### QUOTED PASSAGE
####################
Chapter 1, Problem 1.2EP

(a) Calculate the majority and minority carrier concentrations in silicon at $T=300\text{K}$ for (i) $N_d=2\times {10}^{16}{\text{cm}}^{-3}$ and (ii) $N_a={10}^{15}{\text{cm}}^{-3}$ . (b) Repeat part (a) for GaAs. (Ans. (a) (i) $n_o=2\times {10}^{16}{\text{cm}}^{-3}$ , $p_o=1.125\times {10}^4{\text{cm}}^{-3}$ ; (ii) $p_o={10}^{15}{\text{cm}}^{-3}$ , $n_o=2.25\times {10}^5{\text{cm}}^{-3}$ ; (b) (i) $n_o=2\times {10}^{16}{\text{cm}}^{-3}$ , $p_o=1.62\times {10}^4{\text{cm}}^{-3}$ ; (ii) $p_o={10}^{15}{\text{cm}}^{-3}$ , $n_o=3.24\times {10}^{-3}{\text{cm}}^{-3}$ ).

To determine

The majority and minority carrier concentration in silicon at given temperature for different conditions.

Answer to Problem 1.2EP

When $N_d=2\times {10}^{16}{\text{cm}}^{-3}$

• The majority carriers, $n_o=2\times {10}^{16}{\text{cm}}^{-3}$ .
• The minority carriers, $p_o=1.125\times {10}^4{\text{cm}}^{-3}$ .

When $N_a={10}^{15}{\text{cm}}^{-3}$

• The majority carriers, $p_o={10}^{15}{\text{cm}}^{-3}$ .
• The minority carriers, $n_o=2.25\times {10}^5{\text{cm}}^{-3}$ .
####################
[Location identification entries]
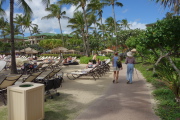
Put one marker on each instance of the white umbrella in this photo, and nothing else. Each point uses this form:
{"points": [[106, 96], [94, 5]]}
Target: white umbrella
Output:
{"points": [[108, 51]]}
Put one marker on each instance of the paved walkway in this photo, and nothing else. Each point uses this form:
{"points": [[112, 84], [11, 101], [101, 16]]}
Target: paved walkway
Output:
{"points": [[122, 101], [103, 100]]}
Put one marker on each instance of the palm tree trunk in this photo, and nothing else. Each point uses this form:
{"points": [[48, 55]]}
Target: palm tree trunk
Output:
{"points": [[115, 24], [30, 31], [87, 41], [84, 41], [103, 29], [13, 58], [61, 30]]}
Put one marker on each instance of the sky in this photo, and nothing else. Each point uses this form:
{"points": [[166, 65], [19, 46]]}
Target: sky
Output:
{"points": [[137, 12]]}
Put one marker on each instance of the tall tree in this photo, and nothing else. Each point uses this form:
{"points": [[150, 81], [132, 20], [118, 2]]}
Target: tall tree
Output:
{"points": [[124, 23], [82, 4], [113, 3], [3, 24], [173, 4], [56, 12], [95, 6], [28, 13], [35, 30], [77, 23]]}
####################
### WORK INSTRUCTIONS
[1] Shift every point coordinate in the answers up by 31, and reproduce only the lines of the location identification entries starting with the line containing "Put one marker on each instance of the tall" and going on through the end of the entries, with the requests included. Leave the coordinates in the requests' format samples as they are.
[2] Go on with the worked solution on carrier concentrations in silicon and GaAs from where it stops.

### ANSWERS FOR THE TASKS
[1]
Put one marker on each instance of the tall tree in this photo, and nothing else. Each point uses this form:
{"points": [[150, 81], [132, 20], [118, 2]]}
Target: tall tree
Output:
{"points": [[155, 54], [113, 35], [144, 34], [34, 55], [204, 35], [87, 43], [126, 37], [59, 44], [66, 61], [108, 54]]}

[2]
Explanation of Solution

Given Information:

Given temperature is 300 K.

  $N_d=2\times {10}^{16}{\text{cm}}^{\text{-3}},N_a={10}^{15}{\text{cm}}^{\text{-3}}$

Calculation:

When $N_d=2\times {10}^{16}{\text{cm}}^{\text{-3}}$ ,

The intrinsic carrier concentration of silicon at T=300K, $n_i=1.5\times {10}^{10}{\text{cm}}^{-3}$ .

Since $N_d>>n_i$ then the electron concentration is given by:

  $n_o\approx N_d=2\times {10}^{16}{\text{cm}}^{-3}$

Above value represents, the majority carrier electron concentration in silicon at given temperature.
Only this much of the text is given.